Give the records again in full, exactly as they appear, but without the pictures.

Dataset entries:
-=-=-
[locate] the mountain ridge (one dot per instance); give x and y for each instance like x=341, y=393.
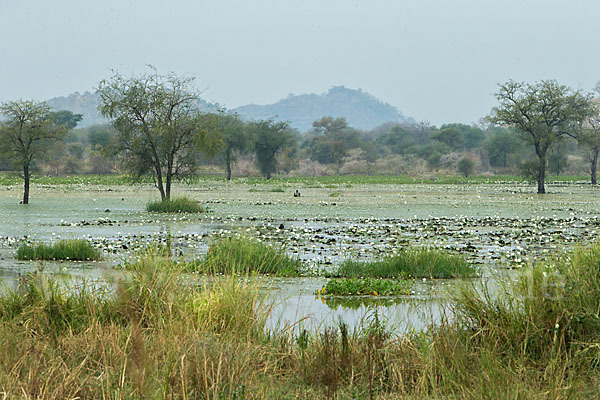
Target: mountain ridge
x=361, y=109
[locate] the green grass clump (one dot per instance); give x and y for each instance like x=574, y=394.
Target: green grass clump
x=412, y=263
x=177, y=205
x=162, y=334
x=240, y=255
x=70, y=249
x=364, y=286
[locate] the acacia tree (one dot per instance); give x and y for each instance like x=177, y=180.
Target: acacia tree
x=159, y=127
x=270, y=138
x=28, y=131
x=589, y=136
x=541, y=114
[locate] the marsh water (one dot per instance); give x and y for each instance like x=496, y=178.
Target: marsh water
x=498, y=227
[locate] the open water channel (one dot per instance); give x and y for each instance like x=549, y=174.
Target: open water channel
x=499, y=227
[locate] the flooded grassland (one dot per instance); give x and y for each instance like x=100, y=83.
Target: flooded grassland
x=497, y=227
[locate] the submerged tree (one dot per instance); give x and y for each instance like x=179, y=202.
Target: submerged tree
x=270, y=139
x=589, y=137
x=28, y=130
x=541, y=114
x=160, y=129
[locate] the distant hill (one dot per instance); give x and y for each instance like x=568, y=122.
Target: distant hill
x=361, y=110
x=86, y=104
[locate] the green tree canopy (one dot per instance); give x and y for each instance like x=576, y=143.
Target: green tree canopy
x=28, y=130
x=160, y=129
x=270, y=139
x=541, y=114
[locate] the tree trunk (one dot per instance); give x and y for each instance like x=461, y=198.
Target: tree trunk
x=594, y=165
x=26, y=188
x=228, y=164
x=168, y=187
x=542, y=175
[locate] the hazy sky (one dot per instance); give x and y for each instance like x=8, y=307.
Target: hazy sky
x=436, y=60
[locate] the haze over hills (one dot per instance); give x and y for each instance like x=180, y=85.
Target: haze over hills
x=361, y=110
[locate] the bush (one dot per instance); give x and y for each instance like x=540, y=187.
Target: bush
x=411, y=263
x=176, y=205
x=72, y=249
x=240, y=255
x=465, y=166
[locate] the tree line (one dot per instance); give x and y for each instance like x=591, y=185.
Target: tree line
x=156, y=129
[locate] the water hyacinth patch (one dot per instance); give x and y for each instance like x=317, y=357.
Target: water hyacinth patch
x=366, y=286
x=177, y=205
x=71, y=249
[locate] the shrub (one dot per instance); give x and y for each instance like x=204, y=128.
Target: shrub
x=71, y=249
x=465, y=166
x=176, y=205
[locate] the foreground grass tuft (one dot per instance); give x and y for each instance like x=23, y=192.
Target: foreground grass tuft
x=163, y=335
x=241, y=255
x=176, y=205
x=411, y=263
x=71, y=249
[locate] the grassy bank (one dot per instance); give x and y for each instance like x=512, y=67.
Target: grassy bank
x=158, y=336
x=69, y=249
x=409, y=263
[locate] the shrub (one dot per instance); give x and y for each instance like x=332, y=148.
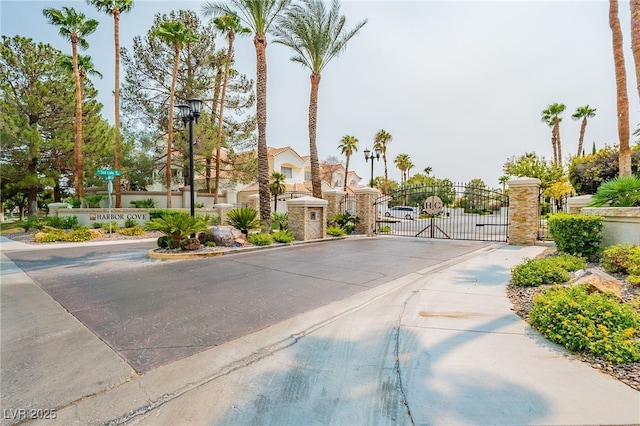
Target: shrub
x=176, y=226
x=283, y=236
x=62, y=222
x=146, y=203
x=131, y=231
x=261, y=239
x=595, y=323
x=335, y=231
x=621, y=191
x=548, y=270
x=129, y=223
x=245, y=219
x=576, y=234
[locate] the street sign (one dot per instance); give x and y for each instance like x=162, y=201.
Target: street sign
x=108, y=174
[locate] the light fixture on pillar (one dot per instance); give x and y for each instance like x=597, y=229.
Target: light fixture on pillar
x=368, y=155
x=189, y=113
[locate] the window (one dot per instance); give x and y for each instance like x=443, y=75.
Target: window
x=287, y=171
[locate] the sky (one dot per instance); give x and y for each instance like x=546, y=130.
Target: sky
x=460, y=85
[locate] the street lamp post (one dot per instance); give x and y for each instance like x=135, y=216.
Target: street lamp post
x=368, y=155
x=190, y=113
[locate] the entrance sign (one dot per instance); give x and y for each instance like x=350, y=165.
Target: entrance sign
x=433, y=205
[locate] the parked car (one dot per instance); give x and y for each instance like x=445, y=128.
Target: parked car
x=403, y=212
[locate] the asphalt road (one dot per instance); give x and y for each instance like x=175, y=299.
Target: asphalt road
x=153, y=312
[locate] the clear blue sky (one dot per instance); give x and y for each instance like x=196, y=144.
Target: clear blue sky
x=459, y=85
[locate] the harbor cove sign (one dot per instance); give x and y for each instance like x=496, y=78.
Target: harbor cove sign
x=89, y=217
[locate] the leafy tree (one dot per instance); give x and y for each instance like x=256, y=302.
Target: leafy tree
x=531, y=165
x=259, y=16
x=115, y=8
x=74, y=26
x=624, y=156
x=551, y=116
x=277, y=187
x=316, y=35
x=177, y=35
x=348, y=145
x=380, y=141
x=583, y=113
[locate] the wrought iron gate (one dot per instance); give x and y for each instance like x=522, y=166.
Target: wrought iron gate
x=444, y=210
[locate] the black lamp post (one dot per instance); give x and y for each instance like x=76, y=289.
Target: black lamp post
x=190, y=113
x=368, y=155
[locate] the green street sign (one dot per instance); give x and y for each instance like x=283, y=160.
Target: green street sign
x=108, y=174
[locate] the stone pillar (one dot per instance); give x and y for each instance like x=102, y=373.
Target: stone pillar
x=577, y=203
x=365, y=210
x=307, y=218
x=524, y=205
x=334, y=197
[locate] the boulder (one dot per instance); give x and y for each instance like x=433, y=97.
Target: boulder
x=228, y=236
x=600, y=281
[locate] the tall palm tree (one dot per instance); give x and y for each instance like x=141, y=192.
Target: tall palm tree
x=115, y=8
x=316, y=35
x=635, y=37
x=176, y=35
x=277, y=187
x=348, y=145
x=229, y=25
x=551, y=116
x=74, y=26
x=402, y=162
x=583, y=113
x=624, y=156
x=258, y=15
x=380, y=142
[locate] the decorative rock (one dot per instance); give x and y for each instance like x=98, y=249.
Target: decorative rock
x=228, y=236
x=601, y=282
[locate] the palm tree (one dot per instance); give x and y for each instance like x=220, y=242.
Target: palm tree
-=-=-
(YOUR SOLUTION):
[locate] the mountain ridge (one dot per instance); give x and y for each instance like x=341, y=393.
Target: mountain ridge
x=361, y=109
[locate] the green grass clump (one dot per instance); give x and y for each instance like x=574, y=394.
Target: green grass clump
x=412, y=263
x=177, y=205
x=162, y=334
x=240, y=255
x=70, y=249
x=364, y=286
[locate] the acacia tree (one dot per instance); give x and y for each instance like x=177, y=180.
Target: acacia tree
x=159, y=127
x=270, y=138
x=28, y=131
x=589, y=136
x=541, y=114
[locate] the marsh water (one dot per instance); give x and y for each instance like x=496, y=178.
Target: marsh water
x=498, y=227
[locate] the open water channel (one dot per instance); give x and y for each instance like x=549, y=174.
Target: open water channel
x=499, y=227
[locate] the flooded grassland (one dot per instance); give x and y for each instance like x=100, y=83.
Target: flooded grassland
x=497, y=227
[locate] the submerged tree (one dot per instance); give x and y for each instance like x=179, y=202.
Target: submerged tree
x=270, y=139
x=589, y=137
x=28, y=130
x=541, y=114
x=160, y=129
[locate] the distant hill (one dot per instance); give x and y for each instance like x=568, y=122.
Target: distant hill
x=361, y=110
x=86, y=104
[locate] the green tree canopy (one dot per instance); give x and y for each instance like x=576, y=143.
Target: green tree canopy
x=28, y=130
x=160, y=129
x=270, y=139
x=541, y=114
[locate] the tree trunk (one dot per instance); give x and y for each instance like x=461, y=198.
Target: tree trunk
x=594, y=165
x=26, y=188
x=228, y=164
x=168, y=187
x=542, y=175
[locate] the hazy sky (one dot per instance); give x and y for each instance like x=8, y=307.
Target: hazy sky
x=436, y=60
[locate] the haze over hills (one dot per instance); give x and y for each instance like x=180, y=85.
Target: haze over hills
x=361, y=110
[locate] the bush (one dot per instance); give x and y for each instance like x=540, y=187.
Target: bush
x=411, y=263
x=176, y=205
x=72, y=249
x=240, y=255
x=465, y=166
[locate] the tree line (one dot per instance); give x and y for each instance like x=591, y=185.
Target: tree line
x=156, y=129
[locate] the water hyacinth patch (one dot per instance); give x and y for each instance like x=317, y=357.
Target: water hyacinth patch
x=366, y=286
x=177, y=205
x=71, y=249
[locate] the shrub (one dot per instance); give x and y for each instance like x=204, y=128.
Target: shrub
x=71, y=249
x=465, y=166
x=176, y=205
[locate] the foreground grass tuft (one dot per instance); give x and y for each instance like x=23, y=192.
Target: foreground grass tuft
x=163, y=335
x=241, y=255
x=176, y=205
x=411, y=263
x=71, y=249
[locate] the grassy bank (one dot per instance); give x and y for each instance like x=512, y=67.
Target: grassy bank
x=158, y=336
x=69, y=249
x=409, y=263
[locate] the shrub (one dot per instance); give x and y for each instance like x=332, y=148.
Target: shrub
x=176, y=226
x=283, y=236
x=62, y=222
x=146, y=203
x=131, y=231
x=261, y=239
x=595, y=323
x=335, y=231
x=621, y=191
x=548, y=270
x=129, y=223
x=245, y=219
x=576, y=234
[locate] the street sign (one dot per instance); give x and y for each instance like x=162, y=201.
Target: street sign
x=108, y=174
[locate] the light fixture on pillar (one dot per instance); give x and y for each instance like x=597, y=229.
Target: light fixture on pillar
x=368, y=155
x=189, y=113
[locate] the window (one dot per instance); give x and y for each instance like x=443, y=75.
Target: window
x=287, y=171
[locate] the sky (one dot per instance); give x and y for each instance like x=546, y=130.
Target: sky
x=460, y=85
[locate] the street lamp post (one dot per instance); give x and y for each instance like x=135, y=216.
Target: street lamp post
x=368, y=155
x=190, y=113
[locate] the entrance sign (one dot per instance); give x and y for each instance like x=350, y=165.
Target: entrance sign
x=433, y=205
[locate] the parked car (one dot per instance); give x and y for each instance like x=445, y=128.
Target: parked car
x=403, y=212
[locate] the asphalt road (one dot per instance); give x and y for each instance like x=175, y=299.
Target: asphalt road
x=153, y=312
[locate] the clear blue sky (one dot per instance); give x and y for each instance like x=196, y=144.
Target: clear blue sky
x=459, y=85
[locate] the harbor cove sign (one dot per instance); give x and y for each instance like x=496, y=78.
Target: harbor cove sign
x=89, y=217
[locate] the leafy tree (one dot per instance); give x and y for each instance like x=256, y=302.
Target: leafy tree
x=531, y=165
x=259, y=16
x=115, y=8
x=74, y=26
x=624, y=156
x=551, y=116
x=277, y=187
x=316, y=35
x=177, y=35
x=348, y=145
x=380, y=141
x=583, y=113
[locate] the wrought iron gate (one dot per instance); give x and y for each instance like x=522, y=166.
Target: wrought iron gate
x=444, y=210
[locate] the black lamp post (one dot per instance); give x and y for each instance like x=76, y=289.
Target: black lamp post
x=190, y=113
x=368, y=155
[locate] the green street sign (one dot per instance); give x and y for each instance like x=283, y=160.
Target: green street sign
x=108, y=174
[locate] the stone pillar (one dot per instance); give x and y for each instance like x=102, y=373.
Target: stone pillar
x=577, y=203
x=365, y=210
x=307, y=218
x=524, y=205
x=334, y=197
[locate] the boulder (one dot per instance); give x and y for each instance like x=433, y=97.
Target: boulder
x=228, y=236
x=600, y=281
[locate] the tall palm tree (one dot per instance); give x and y for each instance like x=141, y=192.
Target: tall palm tree
x=115, y=8
x=316, y=35
x=635, y=37
x=176, y=35
x=277, y=187
x=348, y=145
x=229, y=25
x=551, y=116
x=74, y=26
x=402, y=162
x=583, y=113
x=624, y=156
x=258, y=15
x=380, y=142
[locate] the decorative rock (one dot per instance); give x and y for each instance like x=98, y=249.
Target: decorative rock
x=228, y=236
x=601, y=282
[locate] the palm tree (one dot per instance); give x and y for each instance like x=220, y=242.
Target: palm tree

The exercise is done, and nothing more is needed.